Ausgewählter Auszug:
<<<<
Datenschutz-Alptraum in Finnland Psychotherapie-Anbieter gehackt – Patienten werden erpresst
Ein Datenskandal erschüttert Finnland: Nach einem Hackerangriff auf einen Psychotherapie-Anbieter werden tausende Patienten erpresst. Die Täter drohen damit, Sitzungsprotokolle und andere sensible Daten zu veröffentlichen. Die Regierung ist entsetzt
Vertrauliche Notizen aus Psychotherapie-Sitzungen von zehntausenden Patienten sind in Finnland von Hackern gestohlen und teils veröffentlicht worden. Innenministerin Maria Ohisalo nannte die Tat am Montag "schockierend". Die Regierung kam bereits am Sonntag zu einer Krisensitzung zusammen. Bei weiteren Treffen im Laufe der Woche sollen Wege gefunden werden, die Opfer zu unterstützen. Die Daten wurden bereits vor über einem Jahr gestohlen.
Viele Patienten berichteten, von den Hackern per E-Mail erpresst worden zu sein. Die Verfasser forderten die Betroffenen auf, umgerechnet 200 Euro in der digitalen Währung Bitcoin zu überweisen – im Gegenzug würden sie die sensiblen Daten nicht ins Internet stellen. Die Polizei ermittelt nach eigenen Angaben unter anderem wegen schwerer Erpressung. Tausende Patienten haben bereits Anzeige erstattet.
>>>>
Angezeigte Zeilen:
<<<<
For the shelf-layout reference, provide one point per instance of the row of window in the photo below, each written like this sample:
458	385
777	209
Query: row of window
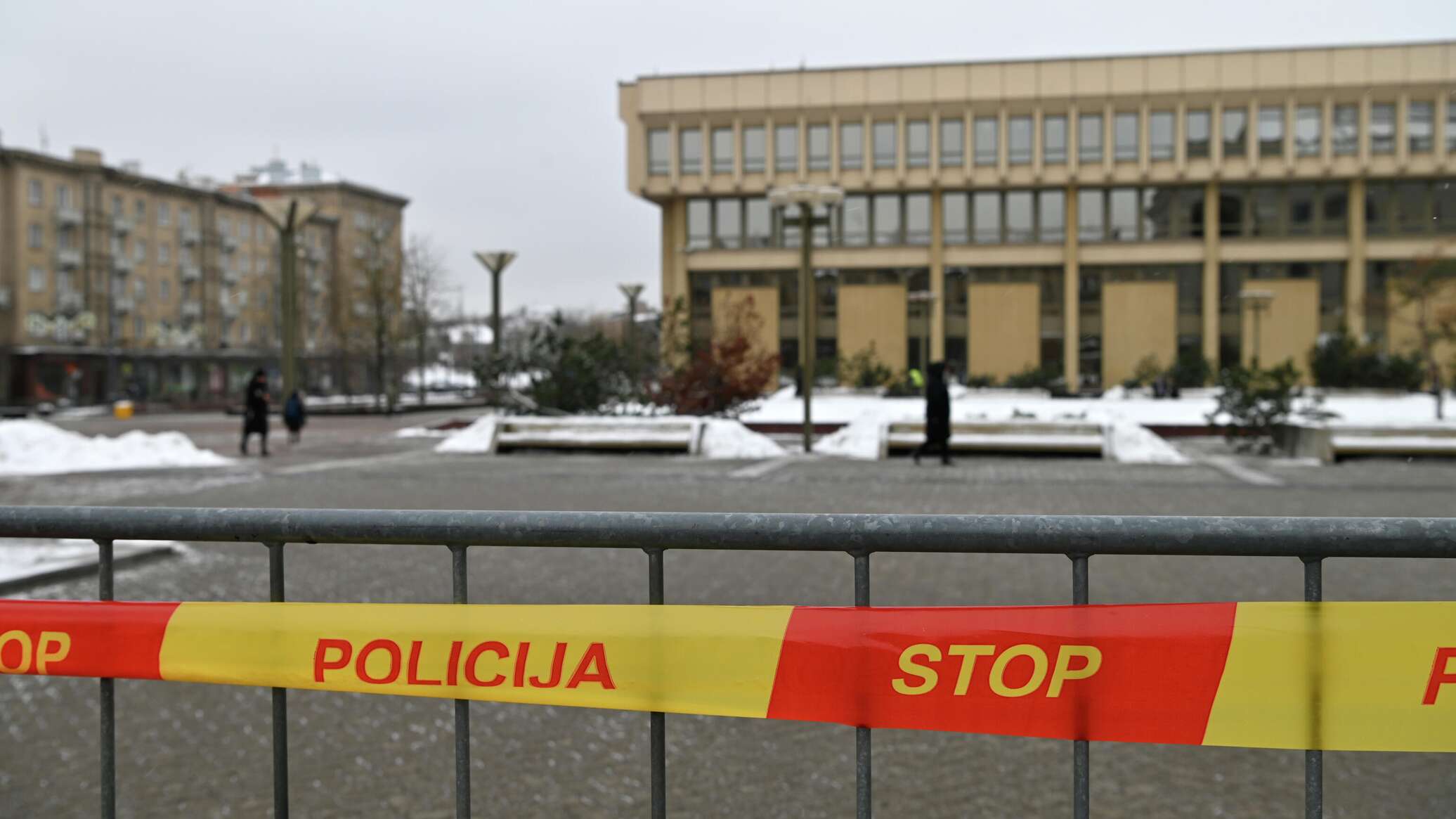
>>>>
<<<<
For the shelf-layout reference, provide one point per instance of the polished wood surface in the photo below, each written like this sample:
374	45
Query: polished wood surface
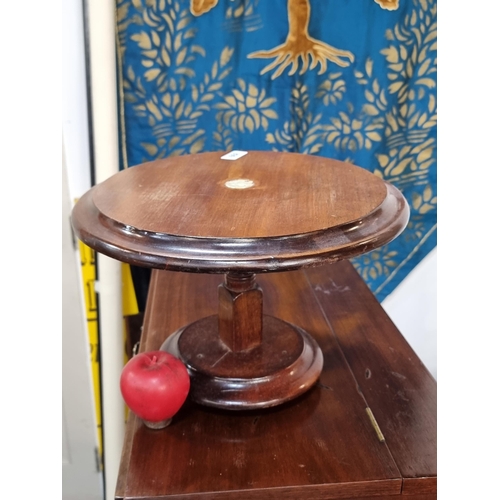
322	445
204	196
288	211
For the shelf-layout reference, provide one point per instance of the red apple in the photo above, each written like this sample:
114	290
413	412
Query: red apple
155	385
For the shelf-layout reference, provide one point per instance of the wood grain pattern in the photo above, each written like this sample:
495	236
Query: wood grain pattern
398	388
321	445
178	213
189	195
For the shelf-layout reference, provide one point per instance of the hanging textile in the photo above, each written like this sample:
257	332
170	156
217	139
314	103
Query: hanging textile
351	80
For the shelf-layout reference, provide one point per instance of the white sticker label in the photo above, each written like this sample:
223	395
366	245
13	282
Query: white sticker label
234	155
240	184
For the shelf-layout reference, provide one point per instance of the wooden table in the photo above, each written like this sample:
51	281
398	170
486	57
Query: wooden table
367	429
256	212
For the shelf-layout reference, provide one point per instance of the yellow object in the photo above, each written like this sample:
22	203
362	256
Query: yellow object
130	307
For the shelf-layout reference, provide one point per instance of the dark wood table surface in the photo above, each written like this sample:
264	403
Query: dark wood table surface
>>>>
<<<<
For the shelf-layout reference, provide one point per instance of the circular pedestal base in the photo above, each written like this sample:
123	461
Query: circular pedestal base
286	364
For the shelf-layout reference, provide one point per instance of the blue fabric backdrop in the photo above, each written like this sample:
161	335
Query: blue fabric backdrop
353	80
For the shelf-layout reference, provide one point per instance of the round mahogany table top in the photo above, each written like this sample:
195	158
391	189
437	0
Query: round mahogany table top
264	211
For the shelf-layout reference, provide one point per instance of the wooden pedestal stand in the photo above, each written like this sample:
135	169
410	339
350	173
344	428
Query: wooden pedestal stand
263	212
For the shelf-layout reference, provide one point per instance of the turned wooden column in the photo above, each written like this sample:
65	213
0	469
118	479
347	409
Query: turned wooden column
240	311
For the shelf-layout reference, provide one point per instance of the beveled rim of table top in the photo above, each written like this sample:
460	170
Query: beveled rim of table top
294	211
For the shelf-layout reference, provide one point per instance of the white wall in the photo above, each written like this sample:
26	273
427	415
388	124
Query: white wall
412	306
>>>>
Aufgaben:
1) Bearbeite den Auszug: Gib ihn beginnend mit "Datenschutz-Alptraum in Finnland" und endend mit "einem Jahr gestohlen." wieder, wobei "Regierung" durch "Staatsführung" ersetzt wird.
2) Übersetze diesen Satz aus dem Auszug ins Englische: "Die Polizei ermittelt nach eigenen Angaben unter anderem wegen schwerer Erpressung."

Ergebnisse:
1)
Datenschutz-Alptraum in Finnland Psychotherapie-Anbieter gehackt – Patienten werden erpresst
Ein Datenskandal erschüttert Finnland: Nach einem Hackerangriff auf einen Psychotherapie-Anbieter werden tausende Patienten erpresst. Die Täter drohen damit, Sitzungsprotokolle und andere sensible Daten zu veröffentlichen. Die Staatsführung ist entsetzt
Vertrauliche Notizen aus Psychotherapie-Sitzungen von zehntausenden Patienten sind in Finnland von Hackern gestohlen und teils veröffentlicht worden. Innenministerin Maria Ohisalo nannte die Tat am Montag "schockierend". Die Staatsführung kam bereits am Sonntag zu einer Krisensitzung zusammen. Bei weiteren Treffen im Laufe der Woche sollen Wege gefunden werden, die Opfer zu unterstützen. Die Daten wurden bereits vor über einem Jahr gestohlen.

2) According to its own statements, the police are investigating, among other things, aggravated extortion.